## [Records from a data source]

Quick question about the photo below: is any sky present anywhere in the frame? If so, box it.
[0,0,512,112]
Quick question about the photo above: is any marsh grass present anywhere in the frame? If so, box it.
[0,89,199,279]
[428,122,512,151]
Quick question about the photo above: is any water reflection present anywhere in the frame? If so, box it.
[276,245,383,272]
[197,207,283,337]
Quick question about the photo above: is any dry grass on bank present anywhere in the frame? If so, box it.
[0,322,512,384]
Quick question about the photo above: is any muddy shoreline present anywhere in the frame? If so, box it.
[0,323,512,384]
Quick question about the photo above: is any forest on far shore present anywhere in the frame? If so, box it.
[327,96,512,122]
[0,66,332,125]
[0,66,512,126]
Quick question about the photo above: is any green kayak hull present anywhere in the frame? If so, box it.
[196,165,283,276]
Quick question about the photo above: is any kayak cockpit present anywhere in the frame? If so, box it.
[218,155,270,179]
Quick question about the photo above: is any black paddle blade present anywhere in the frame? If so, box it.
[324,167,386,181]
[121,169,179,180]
--
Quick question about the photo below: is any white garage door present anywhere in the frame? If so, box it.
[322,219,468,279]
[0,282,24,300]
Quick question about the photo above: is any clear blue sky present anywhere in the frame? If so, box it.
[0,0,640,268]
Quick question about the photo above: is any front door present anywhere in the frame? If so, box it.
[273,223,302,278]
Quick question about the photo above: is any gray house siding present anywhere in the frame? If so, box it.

## [JOB]
Duplicate, character for character, the lines starting with the one containing "Quick question about the photo below: is any sky" and going on through the one containing "[121,169,179,180]", including both of those lines.

## [TASK SOLUTION]
Quick question about the photo below: is any sky present anywhere in the frame? If so, box it.
[0,0,512,112]
Quick question about the photo above: is any marsh grass present anywhere in the frame? If so, box it.
[0,89,199,279]
[428,122,512,151]
Quick question about the photo above: is any water reflection present anywhere in the frame? If so, box it.
[276,245,383,272]
[197,207,283,337]
Quick question about the photo above: is any dry grass on bank present anywhere in the frame? If so, box it.
[0,322,512,384]
Quick question about the photo above: is any muddy shoreline present anywhere in the frame? If so, box it.
[0,323,512,384]
Quick question about the photo above: is any forest on far shore present anywhere in the frame? If so, box it.
[327,96,512,122]
[0,66,332,125]
[0,66,512,126]
Quick question about the photo above: is any green kayak hull present anywhere in the frame? If so, box it.
[196,165,283,276]
Quick question about the photo above: is any kayak cockpit present anywhere in the frame? If so, box it.
[218,155,270,179]
Quick question about the photo above: is any black paddle blade present anywhere in the frame? If so, box it.
[324,167,386,181]
[121,169,179,180]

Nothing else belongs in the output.